[Object location annotation data]
==============================

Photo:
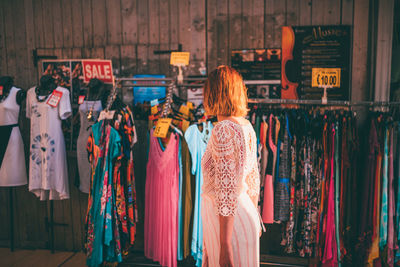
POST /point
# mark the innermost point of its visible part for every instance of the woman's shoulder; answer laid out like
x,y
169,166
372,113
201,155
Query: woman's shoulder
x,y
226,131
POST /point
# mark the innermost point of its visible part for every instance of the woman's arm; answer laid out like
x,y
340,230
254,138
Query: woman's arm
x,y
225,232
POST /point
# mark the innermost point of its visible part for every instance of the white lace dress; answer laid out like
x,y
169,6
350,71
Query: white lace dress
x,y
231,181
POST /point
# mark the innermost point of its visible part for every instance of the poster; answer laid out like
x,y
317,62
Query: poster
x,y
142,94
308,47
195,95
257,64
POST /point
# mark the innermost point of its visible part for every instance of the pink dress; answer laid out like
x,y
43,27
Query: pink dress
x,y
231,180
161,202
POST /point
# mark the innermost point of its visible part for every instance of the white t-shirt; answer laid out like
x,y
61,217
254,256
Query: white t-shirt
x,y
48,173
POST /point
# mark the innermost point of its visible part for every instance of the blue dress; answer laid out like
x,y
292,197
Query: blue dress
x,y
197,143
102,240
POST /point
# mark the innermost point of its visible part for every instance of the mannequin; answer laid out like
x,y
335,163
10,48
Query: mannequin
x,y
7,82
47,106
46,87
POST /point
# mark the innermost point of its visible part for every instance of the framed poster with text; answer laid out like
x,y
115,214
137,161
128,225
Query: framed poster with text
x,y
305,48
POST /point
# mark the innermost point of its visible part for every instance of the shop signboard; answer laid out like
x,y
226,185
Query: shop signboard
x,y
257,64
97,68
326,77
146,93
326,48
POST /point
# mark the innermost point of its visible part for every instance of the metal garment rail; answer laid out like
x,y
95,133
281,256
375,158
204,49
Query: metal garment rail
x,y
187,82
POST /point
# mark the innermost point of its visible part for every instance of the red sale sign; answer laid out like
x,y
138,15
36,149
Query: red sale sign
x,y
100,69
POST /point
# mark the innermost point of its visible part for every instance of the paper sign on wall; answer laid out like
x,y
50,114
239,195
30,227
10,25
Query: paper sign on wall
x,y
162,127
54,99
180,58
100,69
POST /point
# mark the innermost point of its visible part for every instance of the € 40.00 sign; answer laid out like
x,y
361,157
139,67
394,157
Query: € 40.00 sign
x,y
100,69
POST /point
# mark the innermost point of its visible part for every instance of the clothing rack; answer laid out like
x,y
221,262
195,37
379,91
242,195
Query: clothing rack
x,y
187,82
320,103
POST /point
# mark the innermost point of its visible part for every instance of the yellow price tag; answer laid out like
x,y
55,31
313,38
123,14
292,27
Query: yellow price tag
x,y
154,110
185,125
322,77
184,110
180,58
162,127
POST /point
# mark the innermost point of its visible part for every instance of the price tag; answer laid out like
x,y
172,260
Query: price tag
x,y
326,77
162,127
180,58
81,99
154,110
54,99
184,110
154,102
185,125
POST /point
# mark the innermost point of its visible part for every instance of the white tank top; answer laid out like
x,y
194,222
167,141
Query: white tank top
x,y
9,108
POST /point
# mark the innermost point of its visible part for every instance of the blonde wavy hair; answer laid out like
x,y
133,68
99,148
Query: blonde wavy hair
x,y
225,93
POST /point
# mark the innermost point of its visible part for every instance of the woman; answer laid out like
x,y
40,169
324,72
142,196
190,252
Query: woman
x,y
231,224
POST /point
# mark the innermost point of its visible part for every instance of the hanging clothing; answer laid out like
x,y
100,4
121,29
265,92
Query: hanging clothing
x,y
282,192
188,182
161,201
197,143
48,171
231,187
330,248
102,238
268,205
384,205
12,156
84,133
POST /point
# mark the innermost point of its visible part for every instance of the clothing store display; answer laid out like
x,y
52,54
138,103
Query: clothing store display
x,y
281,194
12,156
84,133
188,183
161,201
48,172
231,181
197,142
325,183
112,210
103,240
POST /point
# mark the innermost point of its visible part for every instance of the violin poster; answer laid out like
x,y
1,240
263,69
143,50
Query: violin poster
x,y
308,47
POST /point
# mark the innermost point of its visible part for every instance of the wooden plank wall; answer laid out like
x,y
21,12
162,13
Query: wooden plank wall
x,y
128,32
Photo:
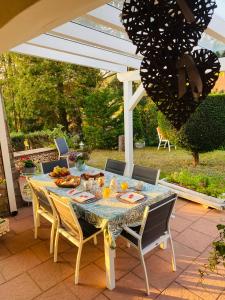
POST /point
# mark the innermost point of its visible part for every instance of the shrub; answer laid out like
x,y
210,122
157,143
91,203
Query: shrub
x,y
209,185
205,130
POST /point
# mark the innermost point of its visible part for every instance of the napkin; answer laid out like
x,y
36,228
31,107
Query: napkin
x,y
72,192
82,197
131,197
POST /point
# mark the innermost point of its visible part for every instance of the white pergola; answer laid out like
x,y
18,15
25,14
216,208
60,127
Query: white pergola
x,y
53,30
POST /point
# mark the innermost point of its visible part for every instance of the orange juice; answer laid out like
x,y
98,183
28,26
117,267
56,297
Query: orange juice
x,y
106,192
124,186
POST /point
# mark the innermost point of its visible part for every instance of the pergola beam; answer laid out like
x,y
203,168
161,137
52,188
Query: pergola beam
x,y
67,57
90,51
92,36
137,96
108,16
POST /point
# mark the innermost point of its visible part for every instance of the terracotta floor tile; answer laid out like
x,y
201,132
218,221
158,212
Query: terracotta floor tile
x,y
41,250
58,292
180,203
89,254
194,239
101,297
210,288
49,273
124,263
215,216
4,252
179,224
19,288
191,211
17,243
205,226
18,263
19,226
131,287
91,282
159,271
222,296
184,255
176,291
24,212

==============================

REQUIRED WORK:
Without including any pictures, reproduce the listing exactly.

FINAL ANSWER:
Photo:
POST /point
# mark the innermost point of its visible part for every instance of the woman's shoulder; answer laid out like
x,y
169,166
372,113
201,155
Query: woman's shoulder
x,y
226,131
POST /point
# mark the innermost point of its visible part for every instance of the woman's arm; answer laid out like
x,y
340,230
254,138
Query: woman's arm
x,y
225,232
POST /point
# mark the innermost point of its visible part for every instance of the white lace dress; answer laid out like
x,y
169,6
350,71
Query: white lace dress
x,y
231,181
POST /point
# mark the innermost point of its visible part for every instance of the poster; answer laid out like
x,y
317,62
Query: poster
x,y
142,94
308,47
195,95
257,64
POST /point
# mark the innermost point of its visible part for every instance of the pink dress; answer laid out like
x,y
43,27
Query: pink dress
x,y
231,180
161,202
POST /point
# mark the innermost point of its visible part for every instance of the white t-shirt; answer laid out like
x,y
61,217
254,256
Query: white t-shirt
x,y
48,173
POST /point
# mark the innermost point of its visible part for every instance of the blue dress; answer laid out like
x,y
292,197
Query: blue dress
x,y
197,143
102,240
POST /point
# mark the innermost point of its visible part for every instance of the mannequin; answer laid out like
x,y
335,163
10,48
Query: mannequin
x,y
7,82
47,106
46,87
POST /point
# mark the innermost point of its visible part for every instance of the framed poster with text; answer laid out like
x,y
115,214
137,161
128,225
Query: framed poster with text
x,y
305,48
POST /point
# mark the innermost point of its visible part for every instance of the shop signboard; answer laid out like
x,y
226,185
Query: shop signboard
x,y
257,64
97,68
326,77
146,93
326,48
POST /point
# mark the innermost point of its visible part for every instance of the metal garment rail; answer laid out like
x,y
95,133
281,256
375,158
204,49
Query: metal garment rail
x,y
187,82
POST /point
# mark the innermost point of its visible part for every instance of the red sale sign; answer laid out like
x,y
138,15
36,149
Query: red sale sign
x,y
100,69
POST /point
# mark the innermost point of its visible part for every instance of the paper sign on wall; answer laid out like
x,y
50,114
239,195
30,227
10,25
Query: paper sign on wall
x,y
162,127
54,99
180,58
100,69
POST /point
# mark the innermost point of its visible part for every instance of the € 40.00 sign; answer laid out like
x,y
361,157
139,67
394,157
Query: € 40.00 sign
x,y
100,69
POST /point
# mark the innermost point of its visible part for every instance of the clothing rack; answer laid out like
x,y
221,262
195,37
379,91
242,195
Query: clothing rack
x,y
187,82
320,103
POST /point
# mark the innermost point of its visible part for every instance of the yellow price tag; answer laid out like
x,y
55,31
313,38
123,14
292,27
Query: yellow price tag
x,y
154,110
185,125
322,77
184,110
180,58
162,127
POST /point
# mark the innermost point of its visible part for every instance of the price tag; answer laid out like
x,y
172,260
Query: price tag
x,y
326,77
162,127
180,58
81,99
154,110
54,99
184,110
154,102
185,125
POST /point
# mark the innermost point of its visible part for every instance of the white tank top; answer laid out like
x,y
194,222
167,141
Query: white tank top
x,y
9,108
POST /point
# mark the innermost point of its visible part for every instance of the blonde wavy hair; answer laid out like
x,y
133,68
99,148
Query: blonde wavy hair
x,y
225,93
POST /point
# mark the innermost point of its visible part for every instance of the woman; answer laid out like
x,y
40,169
324,72
142,196
190,252
Query: woman
x,y
231,224
POST /point
# mark the innermost point of its visible part for every instance of the hanging clothing; answer laid out like
x,y
100,4
121,29
265,92
Query: hanging clothing
x,y
282,192
188,182
161,201
197,143
48,171
231,187
330,248
102,238
268,205
384,205
12,156
84,133
POST /point
# mark the innermost point of its visible part for every instance of the clothing store display; answer laid out like
x,y
52,54
138,103
Query: clothing store display
x,y
281,194
12,156
84,133
188,183
161,201
48,172
231,181
197,142
325,183
112,210
103,240
POST /point
# mark the innermost point of its visible part for every instance of the violin poster; answer laid out like
x,y
1,240
263,69
143,50
Query: violin poster
x,y
308,47
POST /point
# mark the innermost point of its visible part for every instance of the wooden plank wall; answer laid out like
x,y
21,12
162,13
Query: wooden plank wall
x,y
128,32
Photo:
POST /point
# mark the innermost point of its visible part for every instance of the shrub; answer laid out like
x,y
210,122
157,143
91,203
Query: shrub
x,y
209,185
205,130
POST /point
# mark the innermost point of its visible part for every instance of the napkin; answer laid out like
x,y
36,228
31,107
Query: napkin
x,y
72,192
82,197
131,197
POST /point
# mark the innermost point of its visible part for every instance of the white pergola; answer laid out like
x,y
18,15
25,14
216,208
60,127
Query: white pergola
x,y
53,30
POST /point
# mark the innermost point of its visible part for every instance of the orange juice; answer laid out like
x,y
98,183
28,26
117,267
56,297
Query: orange juice
x,y
106,192
124,186
POST /point
# mark the innermost point of its visible part for every instance of the pergola beam; answer laid out like
x,y
203,168
161,137
52,188
Query: pergola beam
x,y
67,57
90,51
92,36
137,96
108,16
POST /point
# mark the innermost point of its visible part for every instance of the terracotta floor tile; answer laid out like
x,y
201,132
218,221
158,212
Query: terracotta floor tile
x,y
41,250
58,292
180,203
89,254
194,239
101,297
210,288
49,273
124,263
215,216
4,252
179,224
19,288
191,211
17,243
205,226
18,263
19,226
131,287
91,282
159,271
222,296
184,255
176,291
24,212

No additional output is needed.